GIVEN TASK:
Gather every line in the records below that contains the string "snow". Treat uppercase and lowercase letters as different.

LISTED RECORDS:
= = = =

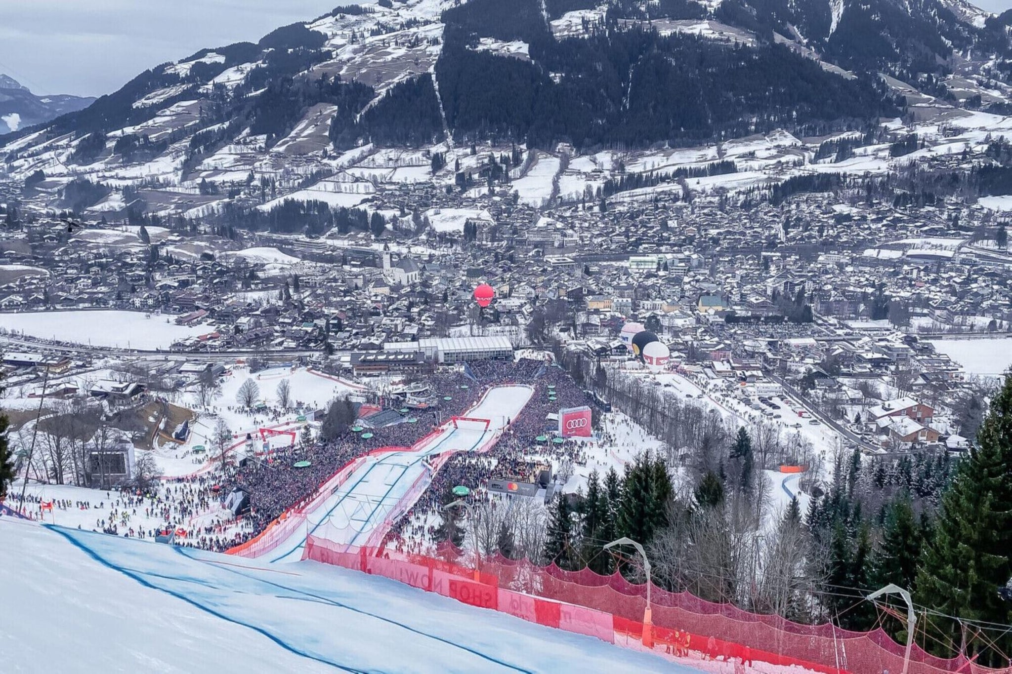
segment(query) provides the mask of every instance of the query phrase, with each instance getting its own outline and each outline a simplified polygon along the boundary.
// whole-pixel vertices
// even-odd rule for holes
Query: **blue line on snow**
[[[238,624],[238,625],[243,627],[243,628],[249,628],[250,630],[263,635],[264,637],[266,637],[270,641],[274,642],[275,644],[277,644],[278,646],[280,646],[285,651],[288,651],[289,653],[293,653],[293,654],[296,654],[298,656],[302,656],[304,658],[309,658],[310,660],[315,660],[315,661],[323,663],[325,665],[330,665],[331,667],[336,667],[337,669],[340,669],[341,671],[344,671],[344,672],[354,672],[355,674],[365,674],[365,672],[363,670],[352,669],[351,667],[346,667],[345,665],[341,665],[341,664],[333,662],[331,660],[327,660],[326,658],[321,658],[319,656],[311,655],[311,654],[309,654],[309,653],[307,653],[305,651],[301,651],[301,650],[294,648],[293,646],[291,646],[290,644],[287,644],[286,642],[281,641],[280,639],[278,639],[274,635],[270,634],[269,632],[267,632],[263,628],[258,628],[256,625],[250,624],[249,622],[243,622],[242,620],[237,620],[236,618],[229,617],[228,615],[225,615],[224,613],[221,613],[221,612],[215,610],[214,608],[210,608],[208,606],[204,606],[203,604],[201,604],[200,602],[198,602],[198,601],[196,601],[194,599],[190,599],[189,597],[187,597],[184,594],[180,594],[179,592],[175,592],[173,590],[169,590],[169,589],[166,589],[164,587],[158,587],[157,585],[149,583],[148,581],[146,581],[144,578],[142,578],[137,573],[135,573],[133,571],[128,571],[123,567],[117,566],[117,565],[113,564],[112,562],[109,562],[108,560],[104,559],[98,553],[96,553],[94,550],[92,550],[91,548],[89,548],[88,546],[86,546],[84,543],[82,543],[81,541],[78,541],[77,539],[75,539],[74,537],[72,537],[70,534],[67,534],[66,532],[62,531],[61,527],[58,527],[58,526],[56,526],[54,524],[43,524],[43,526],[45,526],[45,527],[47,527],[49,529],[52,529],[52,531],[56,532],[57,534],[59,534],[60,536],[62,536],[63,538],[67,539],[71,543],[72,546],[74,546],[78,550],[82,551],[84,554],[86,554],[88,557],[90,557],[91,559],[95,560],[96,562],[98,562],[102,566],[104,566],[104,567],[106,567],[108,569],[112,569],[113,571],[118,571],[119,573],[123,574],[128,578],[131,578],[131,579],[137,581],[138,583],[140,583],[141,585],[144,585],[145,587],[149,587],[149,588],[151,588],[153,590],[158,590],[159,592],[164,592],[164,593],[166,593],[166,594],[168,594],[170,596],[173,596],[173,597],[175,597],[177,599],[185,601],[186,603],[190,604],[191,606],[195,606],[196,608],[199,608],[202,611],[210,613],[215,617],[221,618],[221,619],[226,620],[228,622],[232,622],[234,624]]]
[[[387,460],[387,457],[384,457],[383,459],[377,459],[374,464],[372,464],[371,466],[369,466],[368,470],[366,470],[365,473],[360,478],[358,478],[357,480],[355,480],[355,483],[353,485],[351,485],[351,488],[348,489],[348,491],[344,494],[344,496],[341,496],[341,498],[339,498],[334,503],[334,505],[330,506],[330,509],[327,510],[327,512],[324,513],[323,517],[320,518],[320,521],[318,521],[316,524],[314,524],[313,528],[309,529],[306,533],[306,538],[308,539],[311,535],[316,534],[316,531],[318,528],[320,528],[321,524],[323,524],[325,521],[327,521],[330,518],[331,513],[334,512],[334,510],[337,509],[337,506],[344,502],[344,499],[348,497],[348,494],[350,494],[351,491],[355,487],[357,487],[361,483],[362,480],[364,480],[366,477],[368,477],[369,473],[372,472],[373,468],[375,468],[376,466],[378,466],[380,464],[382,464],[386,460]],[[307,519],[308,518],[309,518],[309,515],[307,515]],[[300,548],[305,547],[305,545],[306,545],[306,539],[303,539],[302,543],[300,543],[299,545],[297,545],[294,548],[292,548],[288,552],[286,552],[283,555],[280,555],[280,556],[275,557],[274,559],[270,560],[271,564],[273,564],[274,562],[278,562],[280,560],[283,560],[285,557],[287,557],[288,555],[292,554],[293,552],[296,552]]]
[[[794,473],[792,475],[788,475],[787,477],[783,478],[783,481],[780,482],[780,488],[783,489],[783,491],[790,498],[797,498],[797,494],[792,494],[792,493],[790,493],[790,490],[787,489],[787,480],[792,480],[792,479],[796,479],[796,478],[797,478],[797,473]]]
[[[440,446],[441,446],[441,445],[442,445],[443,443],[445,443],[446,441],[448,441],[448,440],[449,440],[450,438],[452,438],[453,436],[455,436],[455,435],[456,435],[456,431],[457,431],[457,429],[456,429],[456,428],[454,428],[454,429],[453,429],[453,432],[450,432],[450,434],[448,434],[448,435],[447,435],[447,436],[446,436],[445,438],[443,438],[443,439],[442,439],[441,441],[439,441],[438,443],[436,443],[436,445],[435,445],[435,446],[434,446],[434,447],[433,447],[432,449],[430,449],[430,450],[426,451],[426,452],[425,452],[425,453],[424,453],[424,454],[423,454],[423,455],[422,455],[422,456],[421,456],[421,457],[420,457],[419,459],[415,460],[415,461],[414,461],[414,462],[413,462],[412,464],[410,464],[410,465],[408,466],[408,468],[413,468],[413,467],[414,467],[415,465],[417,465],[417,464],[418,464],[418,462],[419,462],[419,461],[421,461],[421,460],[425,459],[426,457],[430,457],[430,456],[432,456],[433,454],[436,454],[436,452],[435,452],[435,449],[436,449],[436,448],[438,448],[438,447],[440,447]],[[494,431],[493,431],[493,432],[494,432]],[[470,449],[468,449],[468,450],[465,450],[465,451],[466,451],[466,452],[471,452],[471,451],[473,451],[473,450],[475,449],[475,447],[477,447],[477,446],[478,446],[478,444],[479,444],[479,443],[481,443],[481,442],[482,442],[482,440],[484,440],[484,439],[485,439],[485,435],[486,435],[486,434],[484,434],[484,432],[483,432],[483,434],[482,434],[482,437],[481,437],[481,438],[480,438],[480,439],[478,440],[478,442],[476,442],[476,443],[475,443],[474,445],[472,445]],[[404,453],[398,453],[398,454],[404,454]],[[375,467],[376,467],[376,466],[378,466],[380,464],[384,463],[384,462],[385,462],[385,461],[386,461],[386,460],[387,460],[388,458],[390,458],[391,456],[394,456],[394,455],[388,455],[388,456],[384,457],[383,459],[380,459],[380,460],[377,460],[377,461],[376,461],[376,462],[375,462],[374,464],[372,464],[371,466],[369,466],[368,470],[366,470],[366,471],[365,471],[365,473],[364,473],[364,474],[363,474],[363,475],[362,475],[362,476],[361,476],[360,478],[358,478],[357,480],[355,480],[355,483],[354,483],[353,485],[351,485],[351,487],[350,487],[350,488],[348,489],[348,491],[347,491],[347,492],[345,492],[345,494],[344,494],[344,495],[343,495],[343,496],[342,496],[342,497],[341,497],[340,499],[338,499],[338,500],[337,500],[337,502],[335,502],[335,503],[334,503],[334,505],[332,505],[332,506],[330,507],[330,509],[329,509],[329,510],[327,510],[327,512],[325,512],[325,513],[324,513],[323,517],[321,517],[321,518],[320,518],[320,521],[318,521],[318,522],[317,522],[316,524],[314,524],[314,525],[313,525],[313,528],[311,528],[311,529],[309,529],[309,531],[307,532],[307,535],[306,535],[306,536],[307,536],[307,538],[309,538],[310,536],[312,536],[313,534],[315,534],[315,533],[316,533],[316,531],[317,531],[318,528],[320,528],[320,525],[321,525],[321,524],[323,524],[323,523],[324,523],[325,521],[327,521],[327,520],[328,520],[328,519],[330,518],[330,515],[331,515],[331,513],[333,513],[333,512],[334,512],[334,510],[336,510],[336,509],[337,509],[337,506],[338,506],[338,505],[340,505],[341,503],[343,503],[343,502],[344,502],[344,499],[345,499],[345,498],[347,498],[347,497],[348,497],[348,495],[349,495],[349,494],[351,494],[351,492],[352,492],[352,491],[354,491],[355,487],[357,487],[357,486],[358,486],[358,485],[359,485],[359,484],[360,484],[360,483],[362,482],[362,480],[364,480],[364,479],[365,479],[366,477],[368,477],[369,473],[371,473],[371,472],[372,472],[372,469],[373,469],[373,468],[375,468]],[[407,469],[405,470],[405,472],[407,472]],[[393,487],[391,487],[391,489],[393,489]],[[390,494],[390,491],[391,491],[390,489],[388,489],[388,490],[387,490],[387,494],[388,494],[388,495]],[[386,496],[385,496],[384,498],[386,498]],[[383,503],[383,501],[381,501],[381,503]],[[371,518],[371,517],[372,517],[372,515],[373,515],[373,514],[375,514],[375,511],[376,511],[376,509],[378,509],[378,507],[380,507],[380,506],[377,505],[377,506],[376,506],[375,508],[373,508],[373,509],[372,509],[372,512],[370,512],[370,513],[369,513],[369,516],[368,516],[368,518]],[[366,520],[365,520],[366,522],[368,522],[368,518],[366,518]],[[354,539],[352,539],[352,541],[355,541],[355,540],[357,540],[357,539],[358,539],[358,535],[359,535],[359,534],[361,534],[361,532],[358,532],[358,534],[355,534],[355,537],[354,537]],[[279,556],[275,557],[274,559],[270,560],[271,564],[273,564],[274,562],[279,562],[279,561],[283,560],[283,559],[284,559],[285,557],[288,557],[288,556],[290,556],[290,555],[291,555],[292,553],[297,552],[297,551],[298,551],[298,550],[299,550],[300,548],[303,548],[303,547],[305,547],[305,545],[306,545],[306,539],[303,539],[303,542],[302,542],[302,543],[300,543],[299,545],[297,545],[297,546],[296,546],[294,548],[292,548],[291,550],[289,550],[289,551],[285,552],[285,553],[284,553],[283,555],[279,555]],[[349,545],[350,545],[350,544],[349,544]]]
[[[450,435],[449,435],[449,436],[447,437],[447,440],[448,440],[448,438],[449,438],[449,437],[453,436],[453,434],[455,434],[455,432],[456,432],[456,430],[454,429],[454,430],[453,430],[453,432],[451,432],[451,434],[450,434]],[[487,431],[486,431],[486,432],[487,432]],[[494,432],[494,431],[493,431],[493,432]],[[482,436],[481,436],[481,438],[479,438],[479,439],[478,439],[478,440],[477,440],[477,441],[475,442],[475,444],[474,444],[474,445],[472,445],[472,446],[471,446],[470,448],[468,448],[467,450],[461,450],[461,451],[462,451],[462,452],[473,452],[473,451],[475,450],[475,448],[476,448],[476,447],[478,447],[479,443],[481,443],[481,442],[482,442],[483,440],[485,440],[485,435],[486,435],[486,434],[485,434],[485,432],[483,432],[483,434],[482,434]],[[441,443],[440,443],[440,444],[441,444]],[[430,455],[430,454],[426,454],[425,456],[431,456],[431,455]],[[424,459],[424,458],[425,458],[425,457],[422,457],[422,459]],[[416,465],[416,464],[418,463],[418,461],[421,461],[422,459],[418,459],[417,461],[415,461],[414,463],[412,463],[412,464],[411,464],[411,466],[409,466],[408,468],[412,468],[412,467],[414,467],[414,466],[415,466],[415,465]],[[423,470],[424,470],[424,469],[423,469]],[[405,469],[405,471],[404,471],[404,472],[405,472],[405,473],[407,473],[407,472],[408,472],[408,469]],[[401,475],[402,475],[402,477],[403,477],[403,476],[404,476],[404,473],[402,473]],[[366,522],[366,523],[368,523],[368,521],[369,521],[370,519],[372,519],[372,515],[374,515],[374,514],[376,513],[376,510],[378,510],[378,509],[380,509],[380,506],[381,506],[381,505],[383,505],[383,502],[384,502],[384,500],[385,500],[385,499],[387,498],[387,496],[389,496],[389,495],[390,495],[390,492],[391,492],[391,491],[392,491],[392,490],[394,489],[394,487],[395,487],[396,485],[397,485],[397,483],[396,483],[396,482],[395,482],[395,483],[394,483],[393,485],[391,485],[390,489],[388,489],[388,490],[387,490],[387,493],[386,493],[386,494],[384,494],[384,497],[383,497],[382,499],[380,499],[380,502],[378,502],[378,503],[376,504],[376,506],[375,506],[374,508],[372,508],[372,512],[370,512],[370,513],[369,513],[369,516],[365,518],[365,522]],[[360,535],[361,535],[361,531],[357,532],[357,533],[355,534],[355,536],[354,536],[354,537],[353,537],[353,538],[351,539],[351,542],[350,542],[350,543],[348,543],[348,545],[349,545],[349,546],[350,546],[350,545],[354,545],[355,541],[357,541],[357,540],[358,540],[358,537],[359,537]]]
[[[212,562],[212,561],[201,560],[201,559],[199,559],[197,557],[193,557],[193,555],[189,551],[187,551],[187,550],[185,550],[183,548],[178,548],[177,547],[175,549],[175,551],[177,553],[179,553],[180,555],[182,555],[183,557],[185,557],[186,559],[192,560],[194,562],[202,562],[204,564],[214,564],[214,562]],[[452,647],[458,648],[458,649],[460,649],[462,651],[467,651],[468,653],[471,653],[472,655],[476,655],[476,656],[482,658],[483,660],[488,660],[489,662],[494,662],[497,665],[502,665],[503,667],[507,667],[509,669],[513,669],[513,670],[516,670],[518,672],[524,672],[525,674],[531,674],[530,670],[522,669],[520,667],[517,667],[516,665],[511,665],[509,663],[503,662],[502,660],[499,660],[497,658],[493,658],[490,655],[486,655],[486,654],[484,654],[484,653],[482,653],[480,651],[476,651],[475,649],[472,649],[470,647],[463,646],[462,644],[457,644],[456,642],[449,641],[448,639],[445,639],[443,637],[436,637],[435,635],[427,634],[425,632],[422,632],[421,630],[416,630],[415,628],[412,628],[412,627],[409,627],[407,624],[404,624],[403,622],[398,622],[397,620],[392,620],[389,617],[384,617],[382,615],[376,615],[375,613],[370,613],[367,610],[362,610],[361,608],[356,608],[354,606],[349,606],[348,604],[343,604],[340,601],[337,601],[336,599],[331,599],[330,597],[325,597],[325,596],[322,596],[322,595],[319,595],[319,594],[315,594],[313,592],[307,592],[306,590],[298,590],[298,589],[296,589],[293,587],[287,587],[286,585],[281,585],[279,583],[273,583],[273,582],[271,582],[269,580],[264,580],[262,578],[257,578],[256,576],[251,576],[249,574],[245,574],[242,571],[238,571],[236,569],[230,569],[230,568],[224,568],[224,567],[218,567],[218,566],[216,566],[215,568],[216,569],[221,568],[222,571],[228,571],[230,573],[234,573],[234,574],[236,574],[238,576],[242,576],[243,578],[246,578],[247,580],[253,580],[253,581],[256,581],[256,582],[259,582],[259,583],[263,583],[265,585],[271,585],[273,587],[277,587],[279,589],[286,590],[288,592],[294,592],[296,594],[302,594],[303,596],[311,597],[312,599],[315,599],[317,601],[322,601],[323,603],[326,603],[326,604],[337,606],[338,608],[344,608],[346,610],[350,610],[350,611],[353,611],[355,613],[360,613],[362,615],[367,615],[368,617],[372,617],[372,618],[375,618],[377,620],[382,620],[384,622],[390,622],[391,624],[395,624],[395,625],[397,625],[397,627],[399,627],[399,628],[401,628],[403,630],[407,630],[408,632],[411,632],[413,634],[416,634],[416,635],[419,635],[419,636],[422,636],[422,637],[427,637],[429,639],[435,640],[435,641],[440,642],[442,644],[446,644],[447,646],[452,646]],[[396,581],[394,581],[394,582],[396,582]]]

= = = =

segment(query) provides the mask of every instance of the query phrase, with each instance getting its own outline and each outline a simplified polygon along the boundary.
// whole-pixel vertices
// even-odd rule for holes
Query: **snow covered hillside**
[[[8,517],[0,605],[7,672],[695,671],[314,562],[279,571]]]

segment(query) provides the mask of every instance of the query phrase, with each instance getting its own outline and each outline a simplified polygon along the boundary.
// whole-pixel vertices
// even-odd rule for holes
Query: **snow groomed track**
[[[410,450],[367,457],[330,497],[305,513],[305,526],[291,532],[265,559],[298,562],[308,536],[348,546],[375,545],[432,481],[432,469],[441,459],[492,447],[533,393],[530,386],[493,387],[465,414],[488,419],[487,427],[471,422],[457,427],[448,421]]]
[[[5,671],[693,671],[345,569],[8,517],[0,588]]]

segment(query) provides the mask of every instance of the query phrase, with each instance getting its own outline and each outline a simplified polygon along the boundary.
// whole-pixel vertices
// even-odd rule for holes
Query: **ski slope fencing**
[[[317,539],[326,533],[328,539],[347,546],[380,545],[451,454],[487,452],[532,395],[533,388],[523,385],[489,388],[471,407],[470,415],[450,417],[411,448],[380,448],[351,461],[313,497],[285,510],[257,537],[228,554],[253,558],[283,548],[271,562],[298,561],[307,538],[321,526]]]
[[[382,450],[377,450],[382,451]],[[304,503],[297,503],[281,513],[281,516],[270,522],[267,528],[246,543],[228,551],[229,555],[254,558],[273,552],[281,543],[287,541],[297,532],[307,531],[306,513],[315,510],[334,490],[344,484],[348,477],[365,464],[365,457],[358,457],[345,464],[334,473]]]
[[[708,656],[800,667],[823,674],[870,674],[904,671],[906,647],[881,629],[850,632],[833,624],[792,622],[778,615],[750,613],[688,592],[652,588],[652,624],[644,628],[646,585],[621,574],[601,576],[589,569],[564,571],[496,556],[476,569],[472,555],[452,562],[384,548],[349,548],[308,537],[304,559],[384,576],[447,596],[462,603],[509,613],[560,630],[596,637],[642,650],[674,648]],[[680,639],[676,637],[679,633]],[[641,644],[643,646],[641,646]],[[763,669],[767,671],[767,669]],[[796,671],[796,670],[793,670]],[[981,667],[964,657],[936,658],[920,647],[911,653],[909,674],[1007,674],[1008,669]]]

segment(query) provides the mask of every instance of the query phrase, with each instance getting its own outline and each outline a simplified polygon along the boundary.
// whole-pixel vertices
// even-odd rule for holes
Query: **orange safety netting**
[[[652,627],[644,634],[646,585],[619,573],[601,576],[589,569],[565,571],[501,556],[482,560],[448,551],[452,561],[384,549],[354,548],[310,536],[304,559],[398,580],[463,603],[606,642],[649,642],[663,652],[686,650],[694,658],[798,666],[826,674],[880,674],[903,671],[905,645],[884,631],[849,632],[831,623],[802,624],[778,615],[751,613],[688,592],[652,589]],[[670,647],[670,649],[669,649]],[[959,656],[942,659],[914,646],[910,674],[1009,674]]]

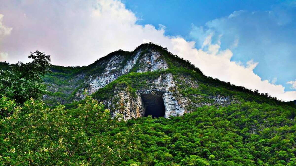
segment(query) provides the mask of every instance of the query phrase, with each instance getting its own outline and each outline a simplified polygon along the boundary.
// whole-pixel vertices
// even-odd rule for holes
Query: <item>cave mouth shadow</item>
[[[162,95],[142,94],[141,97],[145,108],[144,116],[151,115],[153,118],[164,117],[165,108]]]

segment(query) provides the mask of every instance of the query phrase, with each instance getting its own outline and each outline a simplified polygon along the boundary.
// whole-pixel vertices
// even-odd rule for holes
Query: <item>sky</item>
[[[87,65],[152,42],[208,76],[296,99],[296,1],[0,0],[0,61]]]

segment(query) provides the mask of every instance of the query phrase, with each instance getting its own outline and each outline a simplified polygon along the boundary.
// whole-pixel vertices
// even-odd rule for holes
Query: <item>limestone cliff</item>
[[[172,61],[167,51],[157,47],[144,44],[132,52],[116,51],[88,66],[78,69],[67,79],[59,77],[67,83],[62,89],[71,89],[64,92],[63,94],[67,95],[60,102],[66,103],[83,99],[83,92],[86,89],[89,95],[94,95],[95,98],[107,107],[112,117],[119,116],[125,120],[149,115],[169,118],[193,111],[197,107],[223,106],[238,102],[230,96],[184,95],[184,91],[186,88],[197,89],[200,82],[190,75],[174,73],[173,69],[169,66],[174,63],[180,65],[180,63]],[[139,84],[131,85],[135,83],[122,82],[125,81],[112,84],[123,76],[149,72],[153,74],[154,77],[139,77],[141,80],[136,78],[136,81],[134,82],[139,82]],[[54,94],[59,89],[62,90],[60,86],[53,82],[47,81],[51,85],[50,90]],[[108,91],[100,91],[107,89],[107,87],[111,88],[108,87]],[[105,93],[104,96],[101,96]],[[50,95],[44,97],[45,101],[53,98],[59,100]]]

= = = =

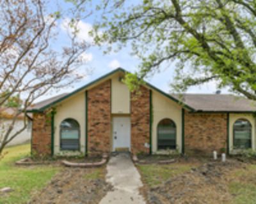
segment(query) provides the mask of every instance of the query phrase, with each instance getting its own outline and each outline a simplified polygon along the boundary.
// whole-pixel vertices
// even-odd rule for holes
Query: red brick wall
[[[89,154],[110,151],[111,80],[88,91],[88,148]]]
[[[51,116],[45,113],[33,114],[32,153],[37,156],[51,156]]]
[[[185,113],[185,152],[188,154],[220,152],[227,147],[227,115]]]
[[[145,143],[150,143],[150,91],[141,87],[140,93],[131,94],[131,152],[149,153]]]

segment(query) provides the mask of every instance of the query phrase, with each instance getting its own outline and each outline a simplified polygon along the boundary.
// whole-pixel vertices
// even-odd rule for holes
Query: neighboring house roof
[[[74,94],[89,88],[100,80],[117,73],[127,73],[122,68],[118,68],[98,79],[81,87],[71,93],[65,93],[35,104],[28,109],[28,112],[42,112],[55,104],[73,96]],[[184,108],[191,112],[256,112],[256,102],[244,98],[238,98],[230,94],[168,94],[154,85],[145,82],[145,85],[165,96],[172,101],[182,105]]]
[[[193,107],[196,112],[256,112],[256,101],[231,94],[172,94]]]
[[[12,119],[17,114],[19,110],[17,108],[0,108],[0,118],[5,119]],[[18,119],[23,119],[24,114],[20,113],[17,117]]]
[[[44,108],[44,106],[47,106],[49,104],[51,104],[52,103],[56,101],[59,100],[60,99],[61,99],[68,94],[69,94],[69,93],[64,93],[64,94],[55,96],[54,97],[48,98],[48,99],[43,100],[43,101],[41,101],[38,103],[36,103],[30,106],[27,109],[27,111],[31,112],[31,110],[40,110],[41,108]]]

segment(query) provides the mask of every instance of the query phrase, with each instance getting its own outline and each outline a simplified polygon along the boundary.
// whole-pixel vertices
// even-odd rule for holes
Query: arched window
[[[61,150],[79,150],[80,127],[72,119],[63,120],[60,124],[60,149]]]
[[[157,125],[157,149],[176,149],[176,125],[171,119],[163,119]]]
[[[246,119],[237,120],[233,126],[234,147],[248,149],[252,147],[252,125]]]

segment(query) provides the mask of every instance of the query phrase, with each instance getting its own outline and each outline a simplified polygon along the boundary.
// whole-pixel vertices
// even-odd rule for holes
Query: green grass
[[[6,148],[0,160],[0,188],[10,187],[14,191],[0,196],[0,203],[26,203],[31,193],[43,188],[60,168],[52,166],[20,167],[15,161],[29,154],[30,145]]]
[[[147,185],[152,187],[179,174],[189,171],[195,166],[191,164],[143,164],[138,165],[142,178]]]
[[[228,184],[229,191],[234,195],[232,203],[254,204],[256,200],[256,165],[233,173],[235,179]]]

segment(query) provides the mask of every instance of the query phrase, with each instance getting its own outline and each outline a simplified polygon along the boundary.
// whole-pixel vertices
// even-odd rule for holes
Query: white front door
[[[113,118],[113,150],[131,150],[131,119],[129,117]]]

= = = =

FULL RESPONSE:
Query: **blue line on snow**
Query: **snow covered hillside**
Query: **snow groomed track**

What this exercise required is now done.